Render the following material again verbatim, leaving nothing out.

++++++++++++++++++++

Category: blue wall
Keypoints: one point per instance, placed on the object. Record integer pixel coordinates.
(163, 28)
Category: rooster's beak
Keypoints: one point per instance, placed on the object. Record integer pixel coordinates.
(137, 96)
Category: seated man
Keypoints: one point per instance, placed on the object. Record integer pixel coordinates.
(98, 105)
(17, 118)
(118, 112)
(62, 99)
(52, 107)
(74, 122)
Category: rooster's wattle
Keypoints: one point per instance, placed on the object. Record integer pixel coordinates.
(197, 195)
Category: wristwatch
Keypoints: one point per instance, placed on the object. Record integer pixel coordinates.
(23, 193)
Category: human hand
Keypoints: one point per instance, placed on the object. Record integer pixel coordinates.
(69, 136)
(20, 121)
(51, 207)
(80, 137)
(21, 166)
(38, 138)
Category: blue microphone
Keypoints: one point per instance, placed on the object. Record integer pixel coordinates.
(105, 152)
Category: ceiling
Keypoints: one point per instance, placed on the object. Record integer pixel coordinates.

++++++++++++++++++++

• **Answer for this exercise**
Category: blue wall
Keypoints: one point per instance, placed on the object. Record integer pixel coordinates.
(163, 28)
Category: rooster's beak
Keypoints: one point per instance, placed on the object. Record integer pixel coordinates.
(137, 96)
Category: seated man
Keypoints: one point per instance, placed on the object. Record integer pixel coordinates.
(98, 105)
(17, 118)
(118, 112)
(62, 99)
(52, 107)
(74, 122)
Category: rooster's wattle
Keypoints: one point per instance, placed on the object. Record integer pixel coordinates.
(197, 195)
Category: wristwatch
Keypoints: one point per instance, placed on the object. Record integer pixel coordinates.
(23, 193)
Category: human hand
Keypoints: one point per instance, placed on the object. Record integer pixel coordinates.
(69, 136)
(20, 121)
(51, 207)
(80, 137)
(21, 166)
(38, 138)
Category: blue microphone
Keypoints: one point per instance, placed on the object. Record integer pixel coordinates.
(105, 152)
Category: ceiling
Keypoints: one point per instance, placed on the object. Record integer pixel coordinates.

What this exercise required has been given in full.